**WHAT YOU NEED TO DO:**
(A) In the passage about the jewel metaphor, retype the text starting at "that plastic bag" and ending at "good or ill?".
(B) According to the passage about the jewel metaphor, what is the sentient jewel a reference to?

**EXCERPT:**
It was a metaphor. the jewel wasn't a physical jewel. Crystals have regular connections between its atoms, an underlying pattern. They have multiple facets, or faces, and often slight "imperfections" or "inclusions" that can color them, or cause them to have fault lines, or interesting imperfections, or patterns. sometimes this is actually a desired thing. the sentient jewel is a reference to how all living things are connected to each other, even if they don't seem possible at the time.

that plastic bag you throw in the garbage? it doesn't vanish in the aether. maybe it gets taken to china, the wind dislodges it along the way, a sea turtle mistakes it for a jellyfish, eats it, dies, things eat the dead sea turtle, and now there's microplastics in all sorts of sea critters, some of which people are probably going to eat in the future, and who knows how that will influence their bodies, for good or ill, and how that will alter their histories, also for good or ill?

and that's just from one tiny action of yours. granted, human beings tend to have unusually potent influence on the planet, but still, the butterfly effect is real for everything.

**SUPPLIED INFORMATION:**
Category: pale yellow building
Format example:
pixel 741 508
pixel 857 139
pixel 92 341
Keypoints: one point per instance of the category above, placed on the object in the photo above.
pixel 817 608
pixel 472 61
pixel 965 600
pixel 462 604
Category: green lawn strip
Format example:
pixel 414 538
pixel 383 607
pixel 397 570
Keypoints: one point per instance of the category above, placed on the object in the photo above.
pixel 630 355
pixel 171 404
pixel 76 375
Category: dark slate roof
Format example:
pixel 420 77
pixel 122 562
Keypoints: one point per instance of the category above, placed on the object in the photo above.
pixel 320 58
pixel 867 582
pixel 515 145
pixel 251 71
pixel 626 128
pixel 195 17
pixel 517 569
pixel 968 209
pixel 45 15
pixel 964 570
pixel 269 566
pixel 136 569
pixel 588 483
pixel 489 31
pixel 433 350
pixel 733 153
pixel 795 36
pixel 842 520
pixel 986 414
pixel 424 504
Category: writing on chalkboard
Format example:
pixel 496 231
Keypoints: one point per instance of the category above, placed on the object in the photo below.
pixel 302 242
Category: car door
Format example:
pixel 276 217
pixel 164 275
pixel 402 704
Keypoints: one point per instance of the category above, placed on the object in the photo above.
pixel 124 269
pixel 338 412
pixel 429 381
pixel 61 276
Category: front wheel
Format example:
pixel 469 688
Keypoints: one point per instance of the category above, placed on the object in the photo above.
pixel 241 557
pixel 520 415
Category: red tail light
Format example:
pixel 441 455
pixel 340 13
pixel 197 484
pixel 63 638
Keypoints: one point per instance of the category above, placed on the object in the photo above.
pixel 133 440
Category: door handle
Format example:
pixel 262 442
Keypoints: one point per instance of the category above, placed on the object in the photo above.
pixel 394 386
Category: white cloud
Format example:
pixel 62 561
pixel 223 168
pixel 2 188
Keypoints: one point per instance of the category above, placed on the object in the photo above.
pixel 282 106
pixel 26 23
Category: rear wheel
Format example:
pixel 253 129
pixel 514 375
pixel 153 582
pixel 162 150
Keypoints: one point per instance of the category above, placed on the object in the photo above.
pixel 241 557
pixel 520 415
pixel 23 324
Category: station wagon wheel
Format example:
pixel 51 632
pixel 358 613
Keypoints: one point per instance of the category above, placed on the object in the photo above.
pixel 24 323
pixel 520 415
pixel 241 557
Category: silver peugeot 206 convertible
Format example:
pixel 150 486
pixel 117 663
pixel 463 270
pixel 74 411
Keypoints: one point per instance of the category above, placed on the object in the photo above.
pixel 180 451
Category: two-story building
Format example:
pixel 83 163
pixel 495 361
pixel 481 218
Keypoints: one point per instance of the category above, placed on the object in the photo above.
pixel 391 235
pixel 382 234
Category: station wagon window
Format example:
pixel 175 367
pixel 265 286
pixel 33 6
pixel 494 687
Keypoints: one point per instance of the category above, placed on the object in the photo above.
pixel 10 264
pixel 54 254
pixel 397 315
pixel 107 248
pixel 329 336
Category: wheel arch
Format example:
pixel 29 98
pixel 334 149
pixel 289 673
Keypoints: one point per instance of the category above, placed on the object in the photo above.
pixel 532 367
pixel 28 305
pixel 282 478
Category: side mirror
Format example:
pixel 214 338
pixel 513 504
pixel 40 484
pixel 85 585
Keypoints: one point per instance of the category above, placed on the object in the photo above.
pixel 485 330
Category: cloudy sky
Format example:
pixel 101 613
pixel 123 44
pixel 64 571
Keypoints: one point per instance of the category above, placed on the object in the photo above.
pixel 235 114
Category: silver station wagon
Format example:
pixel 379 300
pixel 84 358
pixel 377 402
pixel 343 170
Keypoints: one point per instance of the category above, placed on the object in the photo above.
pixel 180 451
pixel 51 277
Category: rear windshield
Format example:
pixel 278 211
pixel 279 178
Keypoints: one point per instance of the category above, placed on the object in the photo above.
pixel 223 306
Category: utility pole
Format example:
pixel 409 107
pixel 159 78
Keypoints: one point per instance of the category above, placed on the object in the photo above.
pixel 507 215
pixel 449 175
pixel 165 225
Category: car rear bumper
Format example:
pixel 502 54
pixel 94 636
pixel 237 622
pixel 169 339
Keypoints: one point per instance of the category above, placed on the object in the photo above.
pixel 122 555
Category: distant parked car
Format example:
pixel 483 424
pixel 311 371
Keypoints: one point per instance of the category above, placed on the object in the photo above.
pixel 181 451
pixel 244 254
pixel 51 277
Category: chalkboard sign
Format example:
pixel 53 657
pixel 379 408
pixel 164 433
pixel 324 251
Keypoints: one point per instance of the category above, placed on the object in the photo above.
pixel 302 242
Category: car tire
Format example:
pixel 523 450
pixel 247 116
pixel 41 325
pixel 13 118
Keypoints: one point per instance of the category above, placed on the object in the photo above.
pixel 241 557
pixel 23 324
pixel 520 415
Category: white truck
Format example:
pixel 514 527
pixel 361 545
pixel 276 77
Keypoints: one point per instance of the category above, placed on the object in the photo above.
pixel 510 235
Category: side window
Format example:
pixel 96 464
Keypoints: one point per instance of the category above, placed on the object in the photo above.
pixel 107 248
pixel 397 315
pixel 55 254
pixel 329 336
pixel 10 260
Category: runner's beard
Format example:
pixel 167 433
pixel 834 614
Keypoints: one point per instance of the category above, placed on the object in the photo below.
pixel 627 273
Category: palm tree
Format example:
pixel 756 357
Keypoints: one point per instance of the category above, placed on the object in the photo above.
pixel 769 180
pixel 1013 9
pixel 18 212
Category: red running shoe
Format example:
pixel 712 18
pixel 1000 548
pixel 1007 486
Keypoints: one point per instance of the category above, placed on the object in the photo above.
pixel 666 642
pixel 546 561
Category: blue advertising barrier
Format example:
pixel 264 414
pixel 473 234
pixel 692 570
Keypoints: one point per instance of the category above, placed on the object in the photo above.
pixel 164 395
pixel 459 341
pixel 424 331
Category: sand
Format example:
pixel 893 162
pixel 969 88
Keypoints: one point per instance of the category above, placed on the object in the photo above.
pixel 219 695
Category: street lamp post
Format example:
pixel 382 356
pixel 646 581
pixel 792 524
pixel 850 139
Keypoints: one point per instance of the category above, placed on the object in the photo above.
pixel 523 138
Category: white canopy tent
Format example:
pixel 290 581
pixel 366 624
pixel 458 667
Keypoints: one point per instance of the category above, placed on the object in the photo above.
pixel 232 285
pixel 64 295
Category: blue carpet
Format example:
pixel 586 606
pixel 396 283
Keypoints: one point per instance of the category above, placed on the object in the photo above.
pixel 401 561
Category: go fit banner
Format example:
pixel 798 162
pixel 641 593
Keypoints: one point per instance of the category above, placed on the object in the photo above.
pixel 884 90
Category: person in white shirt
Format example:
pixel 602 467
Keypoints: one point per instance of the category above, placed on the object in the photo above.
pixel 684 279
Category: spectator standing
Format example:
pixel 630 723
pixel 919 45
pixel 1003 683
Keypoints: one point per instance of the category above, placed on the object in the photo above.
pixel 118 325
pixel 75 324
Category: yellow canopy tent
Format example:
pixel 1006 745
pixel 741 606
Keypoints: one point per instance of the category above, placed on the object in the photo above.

**SOLUTIONS BELOW:**
(A)
that plastic bag you throw in the garbage? it doesn't vanish in the aether. maybe it gets taken to china, the wind dislodges it along the way, a sea turtle mistakes it for a jellyfish, eats it, dies, things eat the dead sea turtle, and now there's microplastics in all sorts of sea critters, some of which people are probably going to eat in the future, and who knows how that will influence their bodies, for good or ill, and how that will alter their histories, also for good or ill?

(B) How all living things are connected to each other.